▸ METTI IN PRATICA
**a)** Riproduci il brano sulla responsabilità del datore di lavoro a partire da "Sulla base di" e fino a "Poste Italiane s.p.a.".
**b)** Secondo il brano sulla responsabilità del datore di lavoro, che natura ha la responsabilità del datore di lavoro ex art. 2087 c.c.?
**c)** Le seguenti affermazioni concordano con il brano sulla responsabilità del datore di lavoro? Per ciascuna rispondi sì o no e cita le parole decisive del brano.
(i) Il secondo motivo di gravame viene accolto integralmente.
(ii) L'azione di risarcimento è intentata nei confronti della Poste Italiane s.p.a.
(iii) L'obbligo del datore di lavoro vale anche quando manca la previsione normativa di una specifica misura preventiva.

Sulla base di quanto sopra, in riforma della gravata statuizione del T.A.R., va affermata l’esperibilità dell’azione di risarcimento dei danni da responsabilità civile di parte datoriale, intentata dall’odierno appellante nei confronti della Poste Italiane s.p.a.

3. Il secondo motivo di gravame, di cui sopra sub b), va accolto parzialmente, entro i limiti di cui appresso.

3.1. Premesso che l’azione esperita dall’odierno appellante va qualificata come azione da responsabilità contrattuale, avendo lo stesso sin dall’atto introduttivo del giudizio di primo grado dedotto la violazione dell’art. 2087 c.c., si osserva che secondo consolidato orientamento giuslavoristico, condiviso da questo collegio, la responsabilità del datore di lavoro ex art. 2087 c.c. ha natura contrattuale, e che la citata disposizione codicistica costituisce una norma di chiusura del sistema antinfortunistico, la quale obbliga il datore di lavoro a tutelare l’integrità psicofisica dei propri dipendenti imponendogli l’adozione di tutte le misure atte, secondo le comuni tecniche di sicurezza, a preservare i lavoratori dalla lesione del bene della salute nell’ambiente e in costanza di lavoro anche quando faccia difetto la previsione normativa di una specifica misura preventiva o risultino insufficienti o inadeguate le misure previste dalla normativa speciale (v., per tutte, Cass. Civ. 20 aprile 1998, n.4012; Cass. Civ. 9 maggio 1998, n.4721).

Record memorizzati:
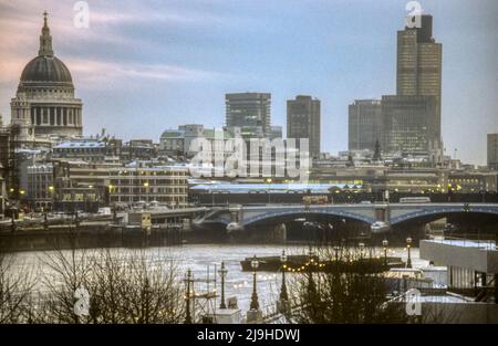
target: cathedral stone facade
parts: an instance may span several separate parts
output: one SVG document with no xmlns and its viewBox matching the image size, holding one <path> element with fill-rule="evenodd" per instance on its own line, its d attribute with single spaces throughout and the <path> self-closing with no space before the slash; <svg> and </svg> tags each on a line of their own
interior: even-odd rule
<svg viewBox="0 0 498 346">
<path fill-rule="evenodd" d="M 11 101 L 11 123 L 19 127 L 21 140 L 81 136 L 82 106 L 81 99 L 74 97 L 69 69 L 53 54 L 44 13 L 38 56 L 25 65 Z"/>
</svg>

▸ RISPOSTE AI COMPITI
**a)**
Sulla base di quanto sopra, in riforma della gravata statuizione del T.A.R., va affermata l’esperibilità dell’azione di risarcimento dei danni da responsabilità civile di parte datoriale, intentata dall’odierno appellante nei confronti della Poste Italiane s.p.a.

**b)** Ha natura contrattuale.

**c)**
(i) No: "va accolto parzialmente, entro i limiti di cui appresso".
(ii) Sì: "intentata dall’odierno appellante nei confronti della Poste Italiane s.p.a."
(iii) Sì: "anche quando faccia difetto la previsione normativa di una specifica misura preventiva".